Re: [DISCUSS] FLIP-434: Support optimizations for pre-partitioned data sources

2024-03-21 Thread Jeyhun Karimov
Hi Lorenzo,

Thanks a lot for your comments. Please find my answers below:


For the interface `SupportsPartitioning`, why returning `Optional`?
> If one decides to implement that, partitions must exist (at maximum,
> return and empty list). Returning `Optional` seem just to complicate the
> logic of the code using that interface.


- The reasoning behind the use of Optional is that sometimes (e.g., in
HiveTableSource) the partitioning info is in catalog.
  Therefore, we return Optional.empty(), so that the list of partitions is
queried from the catalog.


I foresee the using code doing something like: "if the source supports
> partitioning, get the partitions, but if they don't exist, raise a runtime
> exception". Let's simply make that safe at compile time and guarantee the
> code that partitions exist.


- Yes, once partitions cannot be found, neither from catalog nor from the
interface implementation, then we raise an exception during query compile
time.


 Another thing is that you show Hive-like partitioning in your FS
> structure, do you think it makes sense to add a note about auto-discovery
> of partitions?


- Yes, the FLIP contains just an example partitioning for filesystem
connector. Each connector already "knows" about autodiscovery of its
partitions. And we rely on this fact.
  For example, partition discovery is different between kafka and
filesystem sources. So, we do not handle the manual discovery of
partitions. Please correct me if I misunderstood your question.


In other terms, it looks a bit counterintuitive that the user implementing
> the source has to specify which partitions exist statically (and they can
> change at runtime), while the source itself knows the data provider and can
> directly implement a method `discoverPartitions`. Then Flink would take
> care of invoking that method when needed.


We utilize table option SOURCE_MONITOR_INTERVAL to check whether partitions
are static or not. So, a user still should give Flink a hint about
partitions being static or not. With static partitions Flink can do more
optimizations.

Please let me know if my replies answer your questions or if you have more
comments.

Regards,
Jeyhun



On Thu, Mar 21, 2024 at 10:03 AM  wrote:

> Hello Jeyhun,
> I really like the proposal and definitely makes sense to me.
>
> I have a couple of nits here and there:
>
> For the interface `SupportsPartitioning`, why returning `Optional`?
> If one decides to implement that, partitions must exist (at maximum,
> return and empty list). Returning `Optional` seem just to complicate the
> logic of the code using that interface.
>
> I foresee the using code doing something like: "if the source supports
> partitioning, get the partitions, but if they don't exist, raise a runtime
> exception". Let's simply make that safe at compile time and guarantee the
> code that partitions exist.
>
> Another thing is that you show Hive-like partitioning in your FS
> structure, do you think it makes sense to add a note about auto-discovery
> of partitions?

= Supplied material =
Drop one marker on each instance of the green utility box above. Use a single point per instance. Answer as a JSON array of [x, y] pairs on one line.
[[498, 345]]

...

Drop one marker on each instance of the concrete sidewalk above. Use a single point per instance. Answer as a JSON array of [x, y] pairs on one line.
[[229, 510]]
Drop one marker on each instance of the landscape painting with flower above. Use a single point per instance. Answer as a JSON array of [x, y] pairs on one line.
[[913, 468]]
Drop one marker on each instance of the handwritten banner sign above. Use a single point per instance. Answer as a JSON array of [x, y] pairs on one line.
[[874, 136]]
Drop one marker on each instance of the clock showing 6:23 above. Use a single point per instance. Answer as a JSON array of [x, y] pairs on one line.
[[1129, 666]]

= What this exercise asks =
• 1. Replace "method" with "function" in the Flink partitioning thread, giving the part from "In other terms, it" up to and including "method when needed.".
• 2. Put the listing from the line with "Drop one marker on each instance of the green" up to and including the line with "[[498, 345]]" into a Markdown table with the columns Row and Line. Number each row and leave out blank lines.

= Expected results =
• 1.
In other terms, it looks a bit counterintuitive that the user implementing
> the source has to specify which partitions exist statically (and they can
> change at runtime), while the source itself knows the data provider and can
> directly implement a function `discoverPartitions`. Then Flink would take
> care of invoking that function when needed.

• 2.
| Row | Line |
|---|---|
| 1 | Drop one marker on each instance of the green utility box above. Use a single point per instance. Answer as a JSON array of [x, y] pairs on one line. |
| 2 | [[498, 345]] |